- [EXERCISE] Quote each line exactly, from the line that contains "grassy rough, one" down to the last line of the listing, and no other lines.

- [EXTRACTED ENTRIES]
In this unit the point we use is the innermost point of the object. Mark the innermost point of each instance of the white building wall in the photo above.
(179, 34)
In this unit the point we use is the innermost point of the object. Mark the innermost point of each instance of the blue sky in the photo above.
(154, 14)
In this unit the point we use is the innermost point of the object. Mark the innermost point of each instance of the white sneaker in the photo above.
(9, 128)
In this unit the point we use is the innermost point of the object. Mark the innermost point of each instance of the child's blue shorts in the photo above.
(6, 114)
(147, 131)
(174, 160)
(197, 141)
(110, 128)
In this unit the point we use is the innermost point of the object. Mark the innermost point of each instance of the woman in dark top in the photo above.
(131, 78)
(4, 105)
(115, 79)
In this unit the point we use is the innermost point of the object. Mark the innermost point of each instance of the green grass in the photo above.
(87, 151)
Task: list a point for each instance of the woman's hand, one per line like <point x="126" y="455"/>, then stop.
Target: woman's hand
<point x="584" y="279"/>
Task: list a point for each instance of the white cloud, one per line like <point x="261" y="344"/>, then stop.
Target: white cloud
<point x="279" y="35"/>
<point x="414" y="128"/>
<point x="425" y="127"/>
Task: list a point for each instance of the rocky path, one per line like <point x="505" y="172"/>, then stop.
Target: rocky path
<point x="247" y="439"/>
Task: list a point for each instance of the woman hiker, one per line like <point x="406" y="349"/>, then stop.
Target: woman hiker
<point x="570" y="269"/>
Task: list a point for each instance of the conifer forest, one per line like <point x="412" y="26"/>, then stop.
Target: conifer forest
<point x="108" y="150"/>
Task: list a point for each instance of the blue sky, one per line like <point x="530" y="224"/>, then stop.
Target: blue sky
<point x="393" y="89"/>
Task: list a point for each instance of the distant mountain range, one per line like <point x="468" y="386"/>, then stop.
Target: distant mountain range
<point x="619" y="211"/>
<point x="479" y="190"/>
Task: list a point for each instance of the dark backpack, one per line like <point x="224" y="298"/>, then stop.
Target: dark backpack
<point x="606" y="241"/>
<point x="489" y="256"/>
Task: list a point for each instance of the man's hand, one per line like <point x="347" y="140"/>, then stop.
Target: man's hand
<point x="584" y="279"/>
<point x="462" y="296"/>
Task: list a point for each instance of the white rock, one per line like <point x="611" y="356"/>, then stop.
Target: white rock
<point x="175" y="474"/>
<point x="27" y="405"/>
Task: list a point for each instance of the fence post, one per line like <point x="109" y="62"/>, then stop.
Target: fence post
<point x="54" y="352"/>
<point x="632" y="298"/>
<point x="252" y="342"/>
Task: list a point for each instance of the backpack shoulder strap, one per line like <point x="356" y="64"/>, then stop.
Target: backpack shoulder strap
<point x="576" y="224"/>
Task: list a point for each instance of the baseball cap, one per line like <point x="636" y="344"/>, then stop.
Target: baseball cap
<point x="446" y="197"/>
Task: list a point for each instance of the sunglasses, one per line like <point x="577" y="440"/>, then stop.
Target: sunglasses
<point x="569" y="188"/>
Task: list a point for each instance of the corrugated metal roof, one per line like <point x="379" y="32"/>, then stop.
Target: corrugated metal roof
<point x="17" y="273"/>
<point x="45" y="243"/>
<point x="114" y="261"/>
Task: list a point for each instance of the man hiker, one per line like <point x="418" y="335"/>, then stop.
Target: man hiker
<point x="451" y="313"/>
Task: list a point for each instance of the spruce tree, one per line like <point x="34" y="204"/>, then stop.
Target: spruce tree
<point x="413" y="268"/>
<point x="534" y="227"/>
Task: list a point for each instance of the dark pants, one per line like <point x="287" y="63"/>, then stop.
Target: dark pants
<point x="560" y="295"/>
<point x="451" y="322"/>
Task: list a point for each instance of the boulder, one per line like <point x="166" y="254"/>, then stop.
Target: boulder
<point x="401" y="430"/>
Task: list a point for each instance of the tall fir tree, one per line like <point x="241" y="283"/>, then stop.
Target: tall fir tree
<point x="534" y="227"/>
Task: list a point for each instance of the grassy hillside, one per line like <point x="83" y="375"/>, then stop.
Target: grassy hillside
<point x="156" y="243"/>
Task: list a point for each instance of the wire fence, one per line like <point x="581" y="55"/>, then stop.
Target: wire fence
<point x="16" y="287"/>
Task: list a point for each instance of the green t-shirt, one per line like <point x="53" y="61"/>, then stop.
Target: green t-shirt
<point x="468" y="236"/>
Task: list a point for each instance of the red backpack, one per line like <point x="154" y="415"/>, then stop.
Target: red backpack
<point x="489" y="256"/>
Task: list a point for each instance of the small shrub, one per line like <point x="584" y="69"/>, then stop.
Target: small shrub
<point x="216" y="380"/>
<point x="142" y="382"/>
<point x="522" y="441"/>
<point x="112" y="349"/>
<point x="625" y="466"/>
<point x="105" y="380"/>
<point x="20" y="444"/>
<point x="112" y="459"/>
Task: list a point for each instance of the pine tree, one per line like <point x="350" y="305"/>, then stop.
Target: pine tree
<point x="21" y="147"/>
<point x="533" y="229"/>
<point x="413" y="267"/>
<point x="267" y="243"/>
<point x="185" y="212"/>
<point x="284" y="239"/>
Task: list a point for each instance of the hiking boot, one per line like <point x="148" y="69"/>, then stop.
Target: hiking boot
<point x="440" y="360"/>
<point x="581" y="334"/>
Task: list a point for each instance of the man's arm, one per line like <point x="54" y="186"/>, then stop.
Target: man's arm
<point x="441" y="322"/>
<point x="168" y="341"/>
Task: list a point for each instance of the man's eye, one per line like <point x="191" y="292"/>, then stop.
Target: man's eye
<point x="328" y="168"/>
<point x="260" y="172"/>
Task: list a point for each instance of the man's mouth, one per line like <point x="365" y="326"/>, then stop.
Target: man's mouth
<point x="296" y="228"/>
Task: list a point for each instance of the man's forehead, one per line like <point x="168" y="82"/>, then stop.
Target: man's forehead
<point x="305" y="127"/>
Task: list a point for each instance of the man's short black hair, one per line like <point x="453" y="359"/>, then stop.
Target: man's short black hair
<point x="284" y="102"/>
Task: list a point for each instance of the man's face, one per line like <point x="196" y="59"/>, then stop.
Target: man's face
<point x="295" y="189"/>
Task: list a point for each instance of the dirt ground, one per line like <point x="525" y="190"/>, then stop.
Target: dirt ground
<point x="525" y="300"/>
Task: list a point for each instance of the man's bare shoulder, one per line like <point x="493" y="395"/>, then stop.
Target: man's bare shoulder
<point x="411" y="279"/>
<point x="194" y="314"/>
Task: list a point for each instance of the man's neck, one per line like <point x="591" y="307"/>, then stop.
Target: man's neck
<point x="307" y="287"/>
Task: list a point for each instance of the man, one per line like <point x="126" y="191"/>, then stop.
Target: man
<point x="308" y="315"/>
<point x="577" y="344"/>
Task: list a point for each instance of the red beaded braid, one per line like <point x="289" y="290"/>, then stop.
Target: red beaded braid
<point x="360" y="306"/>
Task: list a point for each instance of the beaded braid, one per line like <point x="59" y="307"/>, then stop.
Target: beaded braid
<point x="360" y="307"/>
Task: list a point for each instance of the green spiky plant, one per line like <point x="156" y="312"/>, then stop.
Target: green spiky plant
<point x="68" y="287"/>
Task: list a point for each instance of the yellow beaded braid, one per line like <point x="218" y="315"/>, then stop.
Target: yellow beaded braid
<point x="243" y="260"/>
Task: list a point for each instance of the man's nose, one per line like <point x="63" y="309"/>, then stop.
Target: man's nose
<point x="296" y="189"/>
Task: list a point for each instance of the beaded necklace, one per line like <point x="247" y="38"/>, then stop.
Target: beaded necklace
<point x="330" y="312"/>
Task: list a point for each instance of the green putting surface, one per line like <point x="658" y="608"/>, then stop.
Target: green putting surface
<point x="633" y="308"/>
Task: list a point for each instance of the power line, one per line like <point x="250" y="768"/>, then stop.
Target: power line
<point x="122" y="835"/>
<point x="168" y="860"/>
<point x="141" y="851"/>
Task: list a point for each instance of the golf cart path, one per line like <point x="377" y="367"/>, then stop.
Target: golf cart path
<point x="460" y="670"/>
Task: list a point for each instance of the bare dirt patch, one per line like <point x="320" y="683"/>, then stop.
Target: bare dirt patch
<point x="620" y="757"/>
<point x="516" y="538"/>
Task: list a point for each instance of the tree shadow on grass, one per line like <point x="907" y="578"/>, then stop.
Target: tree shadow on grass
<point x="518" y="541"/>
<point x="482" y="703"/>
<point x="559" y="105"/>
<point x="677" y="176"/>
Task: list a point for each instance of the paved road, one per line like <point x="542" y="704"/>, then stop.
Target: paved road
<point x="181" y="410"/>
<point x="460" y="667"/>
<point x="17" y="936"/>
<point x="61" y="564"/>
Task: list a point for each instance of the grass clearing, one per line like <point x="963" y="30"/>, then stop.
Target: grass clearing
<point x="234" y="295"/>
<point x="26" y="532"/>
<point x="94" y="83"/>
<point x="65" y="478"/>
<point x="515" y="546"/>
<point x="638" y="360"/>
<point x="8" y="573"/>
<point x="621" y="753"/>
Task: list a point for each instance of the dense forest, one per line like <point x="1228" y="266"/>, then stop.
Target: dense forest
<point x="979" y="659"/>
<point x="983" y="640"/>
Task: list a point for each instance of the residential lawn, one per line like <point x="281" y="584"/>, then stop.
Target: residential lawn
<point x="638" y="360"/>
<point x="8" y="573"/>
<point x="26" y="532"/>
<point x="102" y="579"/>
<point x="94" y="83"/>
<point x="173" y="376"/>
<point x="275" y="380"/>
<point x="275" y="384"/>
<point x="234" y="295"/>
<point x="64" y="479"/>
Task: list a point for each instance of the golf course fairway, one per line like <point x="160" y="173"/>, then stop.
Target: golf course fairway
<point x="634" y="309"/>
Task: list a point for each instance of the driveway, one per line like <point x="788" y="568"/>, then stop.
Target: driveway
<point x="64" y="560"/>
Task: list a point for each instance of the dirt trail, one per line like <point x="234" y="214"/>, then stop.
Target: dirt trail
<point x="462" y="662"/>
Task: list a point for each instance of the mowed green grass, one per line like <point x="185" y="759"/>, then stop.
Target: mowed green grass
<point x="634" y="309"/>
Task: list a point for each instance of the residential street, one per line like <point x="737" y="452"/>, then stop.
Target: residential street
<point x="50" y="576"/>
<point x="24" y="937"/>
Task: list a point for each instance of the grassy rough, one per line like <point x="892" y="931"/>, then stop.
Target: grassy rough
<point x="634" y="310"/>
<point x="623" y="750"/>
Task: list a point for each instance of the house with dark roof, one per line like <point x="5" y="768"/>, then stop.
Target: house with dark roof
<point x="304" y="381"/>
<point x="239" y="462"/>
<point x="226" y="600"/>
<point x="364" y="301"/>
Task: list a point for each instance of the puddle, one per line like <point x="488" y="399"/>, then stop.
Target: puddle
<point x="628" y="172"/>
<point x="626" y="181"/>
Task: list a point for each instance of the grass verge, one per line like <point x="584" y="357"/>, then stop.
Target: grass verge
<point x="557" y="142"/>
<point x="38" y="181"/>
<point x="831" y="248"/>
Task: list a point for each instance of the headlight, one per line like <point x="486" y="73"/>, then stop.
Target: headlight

- [OUTPUT BELOW]
Task: list a point for each instance of the grassy rough, one per line like <point x="892" y="931"/>, then stop.
Target: grassy rough
<point x="634" y="310"/>
<point x="623" y="750"/>
Task: list a point for each instance of the house with dark roof, one per line like <point x="5" y="768"/>, then stop.
Target: house with dark roof
<point x="304" y="381"/>
<point x="239" y="462"/>
<point x="226" y="600"/>
<point x="364" y="301"/>
Task: list a point for each instance of the puddle, one per line like <point x="488" y="399"/>, then stop.
Target: puddle
<point x="628" y="172"/>
<point x="626" y="181"/>
Task: list a point for each instance of the grass verge, one per line like <point x="584" y="357"/>, then stop.
Target: grass verge
<point x="557" y="142"/>
<point x="38" y="181"/>
<point x="831" y="248"/>
Task: list a point for each instance of the headlight, one per line like <point x="486" y="73"/>, then stop.
Target: headlight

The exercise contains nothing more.